- Goal of the exercise -
Please copy out the full listing that follows exactly; no picture belongs in the copy.

Top of Working data

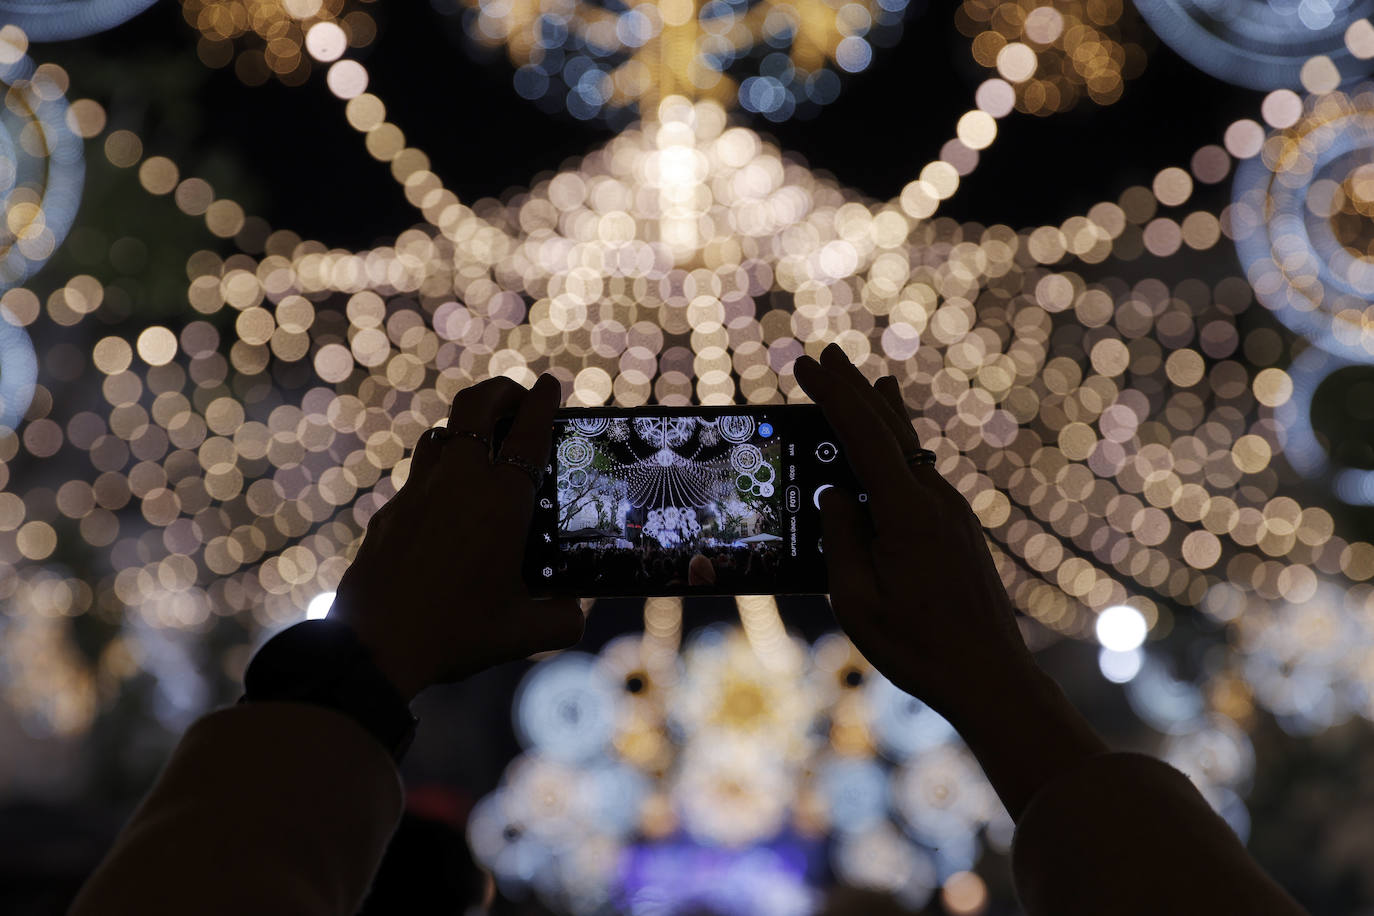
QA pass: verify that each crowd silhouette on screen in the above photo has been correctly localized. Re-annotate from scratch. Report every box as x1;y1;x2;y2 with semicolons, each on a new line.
556;541;783;589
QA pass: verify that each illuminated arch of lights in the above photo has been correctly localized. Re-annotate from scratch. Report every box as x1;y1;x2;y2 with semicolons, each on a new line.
1;1;1374;909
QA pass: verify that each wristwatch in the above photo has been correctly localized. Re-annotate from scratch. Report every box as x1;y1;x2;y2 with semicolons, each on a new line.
240;619;418;762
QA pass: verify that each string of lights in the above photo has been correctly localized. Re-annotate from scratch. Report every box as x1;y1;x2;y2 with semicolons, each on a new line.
2;2;1374;909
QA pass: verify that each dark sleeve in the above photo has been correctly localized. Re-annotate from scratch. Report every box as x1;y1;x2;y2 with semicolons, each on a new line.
1011;752;1308;916
69;702;404;916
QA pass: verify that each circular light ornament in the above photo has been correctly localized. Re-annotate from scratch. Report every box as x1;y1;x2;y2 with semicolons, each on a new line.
1125;656;1207;732
514;651;620;764
1232;90;1374;363
1240;583;1374;734
672;734;795;846
558;435;596;470
578;761;652;836
730;442;764;473
831;823;937;909
0;41;84;291
450;0;920;124
718;413;756;443
1163;715;1257;791
571;416;610;436
816;755;888;833
862;672;957;761
0;0;158;41
1134;0;1374;89
1095;605;1148;652
466;789;558;885
889;745;997;854
1274;345;1374;505
0;308;37;430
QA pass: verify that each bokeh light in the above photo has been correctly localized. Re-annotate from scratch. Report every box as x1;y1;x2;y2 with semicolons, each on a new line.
956;0;1150;116
1095;603;1147;651
180;0;379;86
1098;646;1143;682
305;589;334;619
0;31;85;291
3;3;1374;912
1135;0;1374;90
449;0;920;123
472;622;1008;913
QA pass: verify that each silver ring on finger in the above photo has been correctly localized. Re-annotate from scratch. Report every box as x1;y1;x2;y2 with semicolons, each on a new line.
904;447;937;467
494;453;545;490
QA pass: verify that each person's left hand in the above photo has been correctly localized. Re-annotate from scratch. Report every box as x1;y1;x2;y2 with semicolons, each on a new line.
332;374;584;700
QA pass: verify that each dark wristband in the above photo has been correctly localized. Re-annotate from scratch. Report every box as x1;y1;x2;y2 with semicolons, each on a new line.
240;619;418;762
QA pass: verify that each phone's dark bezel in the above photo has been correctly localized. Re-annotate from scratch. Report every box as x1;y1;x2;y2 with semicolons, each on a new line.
517;404;840;598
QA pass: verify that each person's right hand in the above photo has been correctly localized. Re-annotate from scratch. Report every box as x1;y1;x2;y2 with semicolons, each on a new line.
331;374;584;701
793;343;1037;721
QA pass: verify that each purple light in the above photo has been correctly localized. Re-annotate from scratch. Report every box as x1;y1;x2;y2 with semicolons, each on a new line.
618;833;821;916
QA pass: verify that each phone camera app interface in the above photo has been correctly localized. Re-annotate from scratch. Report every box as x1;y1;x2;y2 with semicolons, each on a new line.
547;414;783;591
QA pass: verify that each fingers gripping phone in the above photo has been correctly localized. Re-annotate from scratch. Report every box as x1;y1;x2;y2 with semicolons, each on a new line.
510;406;862;597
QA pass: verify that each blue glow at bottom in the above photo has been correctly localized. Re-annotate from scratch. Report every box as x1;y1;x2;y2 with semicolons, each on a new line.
619;833;821;916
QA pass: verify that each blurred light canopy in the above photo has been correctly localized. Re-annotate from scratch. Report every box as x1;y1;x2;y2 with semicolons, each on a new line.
2;0;1374;912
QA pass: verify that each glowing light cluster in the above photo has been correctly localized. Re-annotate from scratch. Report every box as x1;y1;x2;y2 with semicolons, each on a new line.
178;0;379;86
452;0;917;122
475;617;1263;909
471;620;1011;913
1216;580;1374;734
4;68;1374;744
956;0;1150;115
0;20;1372;910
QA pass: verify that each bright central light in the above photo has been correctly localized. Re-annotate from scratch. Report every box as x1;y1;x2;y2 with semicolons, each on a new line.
307;591;336;620
1095;605;1147;652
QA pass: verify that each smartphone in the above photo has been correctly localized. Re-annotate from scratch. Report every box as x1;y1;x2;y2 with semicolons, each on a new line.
516;405;861;597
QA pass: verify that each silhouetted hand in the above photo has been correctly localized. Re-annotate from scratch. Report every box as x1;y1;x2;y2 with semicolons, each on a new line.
332;374;584;700
794;344;1037;720
796;344;1108;819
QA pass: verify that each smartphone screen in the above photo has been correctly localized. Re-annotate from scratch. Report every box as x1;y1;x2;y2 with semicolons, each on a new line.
520;405;861;597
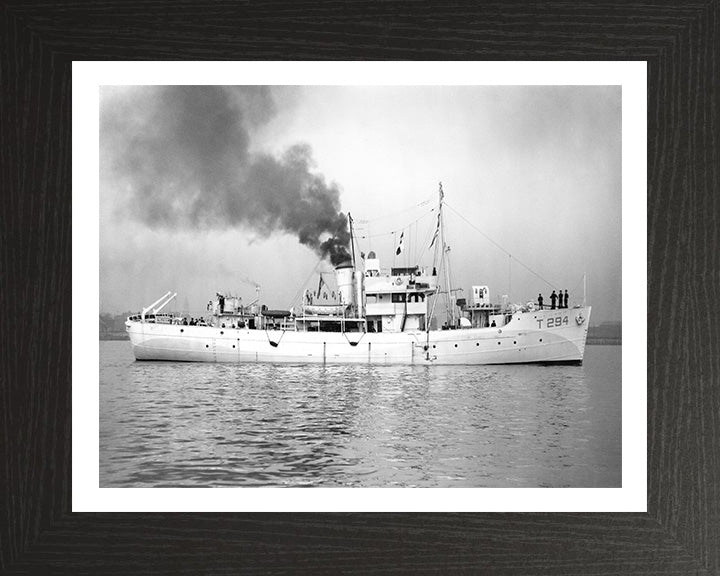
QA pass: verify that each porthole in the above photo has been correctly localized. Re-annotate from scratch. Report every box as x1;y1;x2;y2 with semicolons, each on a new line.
539;338;543;342
206;344;209;348
433;345;436;349
454;344;458;348
476;343;479;346
497;342;501;345
513;340;517;344
180;329;184;333
232;345;236;349
220;331;224;335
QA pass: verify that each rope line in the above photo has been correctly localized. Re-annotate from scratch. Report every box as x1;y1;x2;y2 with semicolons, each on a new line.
570;274;585;295
444;201;558;291
353;195;434;225
355;206;435;239
286;257;324;309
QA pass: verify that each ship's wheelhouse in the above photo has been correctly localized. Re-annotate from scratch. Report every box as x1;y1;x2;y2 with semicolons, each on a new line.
363;258;438;333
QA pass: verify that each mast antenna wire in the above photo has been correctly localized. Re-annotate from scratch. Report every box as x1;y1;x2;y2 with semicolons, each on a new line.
444;201;558;291
356;206;435;239
355;195;435;225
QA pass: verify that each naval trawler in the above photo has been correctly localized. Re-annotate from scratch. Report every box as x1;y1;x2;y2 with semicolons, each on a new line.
125;185;591;365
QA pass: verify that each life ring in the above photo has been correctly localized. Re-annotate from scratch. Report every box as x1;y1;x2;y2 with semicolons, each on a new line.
576;314;585;325
395;277;403;285
526;302;535;311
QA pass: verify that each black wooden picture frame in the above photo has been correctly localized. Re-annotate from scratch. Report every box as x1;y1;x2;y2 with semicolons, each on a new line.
2;2;718;574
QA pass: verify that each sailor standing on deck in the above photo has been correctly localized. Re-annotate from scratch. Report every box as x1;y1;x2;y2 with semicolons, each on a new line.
538;293;544;310
564;290;569;309
550;290;557;310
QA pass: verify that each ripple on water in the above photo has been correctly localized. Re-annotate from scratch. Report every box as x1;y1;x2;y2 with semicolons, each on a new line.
99;342;621;487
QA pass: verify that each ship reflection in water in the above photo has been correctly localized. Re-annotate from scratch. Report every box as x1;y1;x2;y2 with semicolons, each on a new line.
100;342;620;488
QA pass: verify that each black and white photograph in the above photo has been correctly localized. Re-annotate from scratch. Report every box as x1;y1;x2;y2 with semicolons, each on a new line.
6;1;718;571
98;83;622;489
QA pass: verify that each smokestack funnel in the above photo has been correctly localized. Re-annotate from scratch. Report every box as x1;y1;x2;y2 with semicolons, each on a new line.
335;261;354;309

Bottom of Working data

- Exercise response -
QA pass: verify that each crowd silhouette on screen in the above photo has been correctly localized. Re-annotate from scratch. Report every box as x1;y1;x2;y2 with semicolons, each on a new line.
556;541;783;589
QA pass: verify that each illuminated arch of lights in the above photo has been correctly localized. Re-annotate from scratch. Report every box as x1;y1;x2;y2 with semicolons, each on a new line.
1;1;1374;909
QA pass: verify that each wristwatch in the above photo has been correctly localized. Re-annotate from scratch. Report every box as x1;y1;x2;y2 with semicolons, each on a new line.
240;619;418;762
QA pass: verify that each string of lights in the above photo has been correctly localized. Re-annotate from scratch. Report every box as x1;y1;x2;y2 with semicolons, each on a new line.
2;2;1374;909
QA pass: verify that each dark sleeve in the above photo has been correctly localized. Re-annotate from scratch. Report every box as x1;y1;x2;y2 with semicolons, each on a new line.
1011;752;1308;916
69;702;404;916
QA pass: verify that each circular light ornament in the above photo has been correctly localized. Re-annotate from scratch. Report every box as x1;y1;x2;y2 with semicolons, each on a new line.
1125;656;1207;732
514;651;620;764
1232;90;1374;363
1240;583;1374;734
672;734;795;846
558;435;596;470
578;761;652;836
730;442;764;473
831;823;937;909
0;41;84;291
450;0;920;124
718;413;756;443
1163;715;1257;791
571;416;610;436
816;755;888;833
862;672;957;761
0;0;158;41
1134;0;1374;89
1095;605;1148;652
466;789;558;885
889;745;997;854
1274;345;1374;505
0;308;37;430
QA pass: verify that each bokeh light in the above photo has been correctly localized. Re-annotate from scratch. Report every box as x1;y1;x2;y2 with semicolons, each on a new line.
956;0;1150;116
1095;603;1147;651
180;0;379;86
1098;646;1143;682
305;589;334;619
0;31;85;291
3;3;1374;912
1135;0;1374;90
449;0;920;123
472;622;1008;913
QA pass: verify that each silver ring on finger in the above photo has been correctly localized. Re-annotate from scratch. Report every box as x1;y1;x2;y2 with semicolons, each on a new line.
904;447;937;467
494;453;545;490
QA pass: verify that each person's left hand in the above photo has been correctly localized. Re-annotate from scratch. Report every box as x1;y1;x2;y2 with semicolons, each on a new line.
332;374;584;700
QA pass: verify that each dark wristband in the above photo has been correctly localized. Re-annotate from scratch. Report every box as x1;y1;x2;y2 with semicolons, each on a new line.
240;619;418;762
QA pass: verify that each phone's dark bezel in the above photo has been correctly localized. Re-annotate from scratch. Report every box as x1;y1;x2;y2 with semicolons, each on a new line.
517;404;840;598
QA pass: verify that each person's right hand in the above photo has been correctly localized. Re-annotate from scratch. Report every box as x1;y1;x2;y2 with semicolons, each on a new line.
331;374;584;701
793;343;1037;721
QA pass: verify that each purple light in the above photo has been correctly localized. Re-annotate from scratch. Report every box as x1;y1;x2;y2 with semicolons, each on a new line.
618;833;821;916
QA pass: verify that each phone camera app interface in the above photo has been correctly localized. Re-annotate from scratch. Report every box as x1;y1;x2;y2 with semicolons, each on a new line.
547;414;783;591
QA pass: verify that each fingers gripping phone in the above photo has been correctly localized. Re-annotate from scratch. Report every box as x1;y1;x2;y2 with semicolons, each on a new line.
510;406;862;597
QA pass: verify that each blue glow at bottom in the above photo has been correctly localized. Re-annotate from scratch. Report every box as x1;y1;x2;y2 with semicolons, each on a new line.
619;833;821;916
QA pass: verify that each blurred light canopy in the above photo has been correctly localized. Re-annotate from scratch. Report every box as x1;y1;x2;y2 with semicolons, each on a new line.
2;0;1374;912
QA pass: verify that each glowing light cluster in the above photo has been correctly localized. Re-annotate from scratch. Report every box as x1;y1;x2;y2 with semicolons, each on a new line.
178;0;379;86
452;0;917;122
475;617;1263;909
471;620;1011;913
1216;580;1374;734
4;68;1374;744
956;0;1150;115
0;20;1372;910
QA pass: verify that each bright central light in the above photo has been correctly localized. Re-annotate from scratch. Report every box as x1;y1;x2;y2 with semicolons, each on a new line.
307;591;336;620
1095;605;1147;652
QA pass: verify that each smartphone in the above photo has been correctly localized. Re-annotate from scratch. Report every box as x1;y1;x2;y2 with semicolons, each on a new line.
516;405;861;597
QA pass: verify that each silhouetted hand in the above photo has been correctly localized. Re-annotate from scratch. Report every box as x1;y1;x2;y2 with semicolons, each on a new line.
332;374;584;700
794;344;1037;720
796;344;1108;819
QA pass: verify that each smartphone screen in the above photo has been correctly localized. Re-annotate from scratch. Report every box as x1;y1;x2;y2 with semicolons, each on a new line.
520;405;861;597
QA pass: verify that each porthole in the above photo has been correctly localized. Re-annotate from scratch. Report every box as x1;y1;x2;y2 with semicolons, each on a new line.
539;338;543;342
206;344;209;348
433;345;436;349
454;344;458;348
476;343;479;346
497;342;501;345
513;340;517;344
180;329;184;333
232;345;236;349
220;331;224;335
QA pass: verify that each rope line in the above photo has been correctly localized. Re-annotate from scratch. Report every box as x1;y1;x2;y2 with semicolons, each on a new line.
570;274;585;295
444;201;558;291
353;195;434;225
355;206;435;239
286;257;324;309
QA pass: verify that each ship's wheelhouse in the above photo has been correctly localized. Re-annotate from scratch. Report every box as x1;y1;x2;y2 with semicolons, each on a new line.
363;258;438;333
QA pass: verify that each mast antenna wire in the above photo has been correctly localized. Re-annotate from scratch. Report every box as x1;y1;x2;y2 with semicolons, each on a new line.
444;201;558;291
356;206;435;239
355;195;435;225
QA pass: verify that each naval trawler in the above photo has been correctly localized. Re-annotate from scratch. Report every box as x1;y1;x2;y2 with semicolons, each on a new line.
125;185;591;365
QA pass: verify that each life ring in the above photo has been correctly localized. Re-annotate from scratch. Report every box as x1;y1;x2;y2 with semicolons, each on a new line.
576;314;585;325
395;277;403;285
526;302;535;311
QA pass: verify that each black wooden picture frame in the above photo has been correctly localized. Re-annotate from scratch. Report every box as x1;y1;x2;y2 with semicolons, each on a new line.
2;2;718;574
QA pass: verify that each sailor standing on deck in the above photo has been correctly localized. Re-annotate from scratch. Report every box as x1;y1;x2;y2 with semicolons, each on a new line.
538;293;544;310
564;290;569;309
550;290;557;310
QA pass: verify that each ripple on water in the above photo has been correctly localized. Re-annotate from scratch. Report every box as x1;y1;x2;y2 with semicolons, each on a new line.
99;342;621;487
QA pass: verify that each ship reflection in water in the above photo has been correctly localized. Re-annotate from scratch. Report every box as x1;y1;x2;y2 with semicolons, each on a new line.
100;342;620;488
QA pass: verify that each black and white photograph in the above photo has been correctly localized. Re-annotate from scratch. Report every box as x1;y1;x2;y2 with semicolons, each on a new line.
6;1;718;571
98;83;622;489
QA pass: verify that each smokestack funnel in the above photo has been correctly localized. Re-annotate from scratch. Report every box as x1;y1;x2;y2 with semicolons, each on a new line.
335;261;354;309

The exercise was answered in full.